▸ WHAT TO WORK ON:
Repeat only the lines running from the beginning of the material through the line that contains "root in this photo and return bounding boxes".

--- DATASET ENTRIES ---

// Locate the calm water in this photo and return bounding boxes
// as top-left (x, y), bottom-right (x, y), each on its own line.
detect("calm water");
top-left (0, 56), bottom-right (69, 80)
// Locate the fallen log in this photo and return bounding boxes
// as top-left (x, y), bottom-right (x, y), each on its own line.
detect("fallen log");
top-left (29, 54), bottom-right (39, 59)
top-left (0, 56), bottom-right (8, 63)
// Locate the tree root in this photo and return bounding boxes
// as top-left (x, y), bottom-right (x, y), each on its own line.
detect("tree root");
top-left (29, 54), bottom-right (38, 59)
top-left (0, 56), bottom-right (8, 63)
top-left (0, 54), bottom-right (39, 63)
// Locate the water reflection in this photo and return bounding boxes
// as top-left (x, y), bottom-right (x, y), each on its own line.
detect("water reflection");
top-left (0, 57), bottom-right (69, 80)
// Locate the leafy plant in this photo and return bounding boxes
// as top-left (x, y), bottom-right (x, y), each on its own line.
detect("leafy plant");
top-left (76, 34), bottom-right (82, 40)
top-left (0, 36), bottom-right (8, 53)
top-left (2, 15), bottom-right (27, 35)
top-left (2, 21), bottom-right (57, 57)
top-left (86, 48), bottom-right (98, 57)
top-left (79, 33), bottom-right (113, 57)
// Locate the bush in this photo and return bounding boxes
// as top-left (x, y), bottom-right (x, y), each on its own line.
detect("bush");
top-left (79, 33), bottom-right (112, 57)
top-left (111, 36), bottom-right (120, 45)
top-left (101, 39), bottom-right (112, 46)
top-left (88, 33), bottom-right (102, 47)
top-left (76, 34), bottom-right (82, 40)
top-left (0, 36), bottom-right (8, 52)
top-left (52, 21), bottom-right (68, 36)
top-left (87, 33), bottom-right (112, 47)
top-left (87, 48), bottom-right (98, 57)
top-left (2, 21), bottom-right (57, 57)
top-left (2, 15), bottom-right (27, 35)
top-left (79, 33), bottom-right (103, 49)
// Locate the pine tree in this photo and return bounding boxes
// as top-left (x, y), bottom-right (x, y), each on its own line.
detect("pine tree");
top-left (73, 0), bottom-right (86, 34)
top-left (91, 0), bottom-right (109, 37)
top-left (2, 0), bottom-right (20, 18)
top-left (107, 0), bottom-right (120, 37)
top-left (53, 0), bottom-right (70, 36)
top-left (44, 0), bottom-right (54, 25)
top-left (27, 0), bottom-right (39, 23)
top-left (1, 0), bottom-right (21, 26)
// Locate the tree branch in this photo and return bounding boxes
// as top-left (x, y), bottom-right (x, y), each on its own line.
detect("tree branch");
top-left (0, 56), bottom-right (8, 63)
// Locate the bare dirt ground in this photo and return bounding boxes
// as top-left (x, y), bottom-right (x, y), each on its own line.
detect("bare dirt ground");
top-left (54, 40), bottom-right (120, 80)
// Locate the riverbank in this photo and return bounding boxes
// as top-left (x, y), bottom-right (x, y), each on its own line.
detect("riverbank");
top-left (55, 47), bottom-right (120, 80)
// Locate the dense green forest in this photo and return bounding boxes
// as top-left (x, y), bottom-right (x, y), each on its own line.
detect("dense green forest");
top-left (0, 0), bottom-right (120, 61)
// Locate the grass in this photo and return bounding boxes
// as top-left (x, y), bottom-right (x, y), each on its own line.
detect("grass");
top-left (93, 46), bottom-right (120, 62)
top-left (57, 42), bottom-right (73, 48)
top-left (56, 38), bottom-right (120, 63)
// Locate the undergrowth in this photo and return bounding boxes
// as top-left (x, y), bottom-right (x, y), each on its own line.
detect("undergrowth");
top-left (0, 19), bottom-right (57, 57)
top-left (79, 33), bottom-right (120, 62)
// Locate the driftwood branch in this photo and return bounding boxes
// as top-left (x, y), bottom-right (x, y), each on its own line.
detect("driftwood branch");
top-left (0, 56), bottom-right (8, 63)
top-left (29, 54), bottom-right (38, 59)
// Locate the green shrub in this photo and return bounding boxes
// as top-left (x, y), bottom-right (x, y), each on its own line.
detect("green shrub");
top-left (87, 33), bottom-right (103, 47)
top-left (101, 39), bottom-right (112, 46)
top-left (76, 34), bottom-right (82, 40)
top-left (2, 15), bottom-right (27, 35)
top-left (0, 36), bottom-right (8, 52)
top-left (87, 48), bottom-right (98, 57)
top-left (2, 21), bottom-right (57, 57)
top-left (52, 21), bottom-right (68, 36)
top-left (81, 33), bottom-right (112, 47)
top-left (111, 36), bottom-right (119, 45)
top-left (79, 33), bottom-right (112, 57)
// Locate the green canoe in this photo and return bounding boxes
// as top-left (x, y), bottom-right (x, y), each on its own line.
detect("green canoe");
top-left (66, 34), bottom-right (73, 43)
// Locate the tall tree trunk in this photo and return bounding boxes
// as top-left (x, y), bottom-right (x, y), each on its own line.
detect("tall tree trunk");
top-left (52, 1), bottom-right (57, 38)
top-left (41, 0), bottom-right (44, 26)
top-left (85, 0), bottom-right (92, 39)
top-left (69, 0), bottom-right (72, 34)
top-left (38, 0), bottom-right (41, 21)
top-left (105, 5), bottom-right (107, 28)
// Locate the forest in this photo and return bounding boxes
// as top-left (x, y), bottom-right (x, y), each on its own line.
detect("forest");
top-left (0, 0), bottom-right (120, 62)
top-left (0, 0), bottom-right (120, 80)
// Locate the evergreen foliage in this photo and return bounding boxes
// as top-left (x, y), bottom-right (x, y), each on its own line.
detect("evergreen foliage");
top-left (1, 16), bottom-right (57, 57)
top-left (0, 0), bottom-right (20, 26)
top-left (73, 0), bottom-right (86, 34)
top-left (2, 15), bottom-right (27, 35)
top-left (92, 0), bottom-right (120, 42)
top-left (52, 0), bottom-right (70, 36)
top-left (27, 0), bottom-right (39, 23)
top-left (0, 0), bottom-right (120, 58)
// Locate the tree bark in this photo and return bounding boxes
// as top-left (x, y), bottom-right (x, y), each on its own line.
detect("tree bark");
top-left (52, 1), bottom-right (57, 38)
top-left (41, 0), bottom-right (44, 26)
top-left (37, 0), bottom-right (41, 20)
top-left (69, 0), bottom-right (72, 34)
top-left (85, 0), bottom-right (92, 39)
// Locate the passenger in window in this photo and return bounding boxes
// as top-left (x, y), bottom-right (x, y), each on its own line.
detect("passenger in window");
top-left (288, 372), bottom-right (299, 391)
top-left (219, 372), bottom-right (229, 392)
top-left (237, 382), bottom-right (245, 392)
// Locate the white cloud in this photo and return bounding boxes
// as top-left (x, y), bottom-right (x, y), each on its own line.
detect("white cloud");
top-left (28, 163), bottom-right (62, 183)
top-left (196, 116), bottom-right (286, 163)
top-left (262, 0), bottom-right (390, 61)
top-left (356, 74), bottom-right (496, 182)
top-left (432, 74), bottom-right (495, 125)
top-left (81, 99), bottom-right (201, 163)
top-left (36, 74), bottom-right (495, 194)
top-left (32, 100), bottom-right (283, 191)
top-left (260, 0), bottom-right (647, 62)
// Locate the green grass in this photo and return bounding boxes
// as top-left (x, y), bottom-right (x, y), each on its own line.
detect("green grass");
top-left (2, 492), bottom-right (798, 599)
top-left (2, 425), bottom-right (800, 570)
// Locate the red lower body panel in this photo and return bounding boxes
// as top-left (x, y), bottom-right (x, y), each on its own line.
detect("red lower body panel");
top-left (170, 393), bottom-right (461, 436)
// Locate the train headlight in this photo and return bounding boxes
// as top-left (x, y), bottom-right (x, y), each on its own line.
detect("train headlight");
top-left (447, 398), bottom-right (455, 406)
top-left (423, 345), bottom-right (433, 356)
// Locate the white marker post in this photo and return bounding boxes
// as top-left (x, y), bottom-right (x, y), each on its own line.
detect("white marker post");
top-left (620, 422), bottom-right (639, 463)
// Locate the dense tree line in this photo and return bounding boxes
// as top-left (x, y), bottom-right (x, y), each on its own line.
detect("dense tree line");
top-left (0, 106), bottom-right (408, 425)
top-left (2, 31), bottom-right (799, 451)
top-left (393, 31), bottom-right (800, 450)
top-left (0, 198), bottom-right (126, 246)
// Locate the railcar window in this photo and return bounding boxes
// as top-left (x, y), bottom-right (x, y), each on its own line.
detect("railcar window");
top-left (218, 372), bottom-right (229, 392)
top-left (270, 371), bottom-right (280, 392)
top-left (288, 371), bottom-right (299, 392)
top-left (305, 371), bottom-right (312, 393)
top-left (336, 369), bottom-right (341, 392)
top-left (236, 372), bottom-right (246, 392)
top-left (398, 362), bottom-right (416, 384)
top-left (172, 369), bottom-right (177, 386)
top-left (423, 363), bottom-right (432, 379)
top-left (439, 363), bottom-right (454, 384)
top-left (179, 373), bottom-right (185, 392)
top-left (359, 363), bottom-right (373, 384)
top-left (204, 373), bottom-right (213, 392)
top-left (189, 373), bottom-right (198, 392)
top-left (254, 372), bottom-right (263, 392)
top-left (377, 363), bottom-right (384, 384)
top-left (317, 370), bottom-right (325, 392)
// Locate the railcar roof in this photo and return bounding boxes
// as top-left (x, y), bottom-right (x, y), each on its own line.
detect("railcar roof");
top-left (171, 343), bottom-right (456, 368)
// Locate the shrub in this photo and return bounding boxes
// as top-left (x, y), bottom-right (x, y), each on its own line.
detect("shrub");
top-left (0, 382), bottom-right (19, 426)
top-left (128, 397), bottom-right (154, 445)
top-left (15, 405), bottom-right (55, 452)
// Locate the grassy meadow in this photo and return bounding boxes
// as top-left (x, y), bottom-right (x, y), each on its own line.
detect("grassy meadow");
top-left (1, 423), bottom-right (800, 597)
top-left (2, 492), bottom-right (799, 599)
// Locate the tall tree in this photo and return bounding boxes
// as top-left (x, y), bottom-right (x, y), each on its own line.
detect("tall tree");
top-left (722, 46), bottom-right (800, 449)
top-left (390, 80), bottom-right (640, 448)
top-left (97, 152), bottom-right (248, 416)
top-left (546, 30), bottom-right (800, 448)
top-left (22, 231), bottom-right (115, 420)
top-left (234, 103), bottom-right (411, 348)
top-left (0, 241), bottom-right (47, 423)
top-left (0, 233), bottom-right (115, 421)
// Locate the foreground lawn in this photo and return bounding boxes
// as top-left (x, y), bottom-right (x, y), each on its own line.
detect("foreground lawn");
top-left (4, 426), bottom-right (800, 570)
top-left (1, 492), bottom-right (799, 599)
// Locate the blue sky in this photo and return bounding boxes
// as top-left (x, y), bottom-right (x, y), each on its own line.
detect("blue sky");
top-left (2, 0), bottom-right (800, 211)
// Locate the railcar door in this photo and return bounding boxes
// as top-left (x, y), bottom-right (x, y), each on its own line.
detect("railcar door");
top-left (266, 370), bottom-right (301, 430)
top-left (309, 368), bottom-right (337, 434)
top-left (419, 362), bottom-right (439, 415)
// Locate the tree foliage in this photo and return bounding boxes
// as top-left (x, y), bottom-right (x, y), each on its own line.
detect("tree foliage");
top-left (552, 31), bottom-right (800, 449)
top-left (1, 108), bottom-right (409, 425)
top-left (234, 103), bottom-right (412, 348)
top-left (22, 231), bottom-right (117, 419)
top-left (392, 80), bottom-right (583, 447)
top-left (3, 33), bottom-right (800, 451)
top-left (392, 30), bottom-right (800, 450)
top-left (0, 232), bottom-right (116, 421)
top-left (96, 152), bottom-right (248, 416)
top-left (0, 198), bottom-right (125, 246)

---

▸ COMPLETED TASK:
// Locate the calm water in this photo and return bounding boxes
// as top-left (x, y), bottom-right (x, y), each on its own line.
detect("calm water");
top-left (0, 56), bottom-right (69, 80)
// Locate the fallen log in this photo and return bounding boxes
// as top-left (x, y), bottom-right (x, y), each on its own line.
detect("fallen log");
top-left (29, 54), bottom-right (39, 59)
top-left (0, 56), bottom-right (8, 63)
// Locate the tree root in this photo and return bounding boxes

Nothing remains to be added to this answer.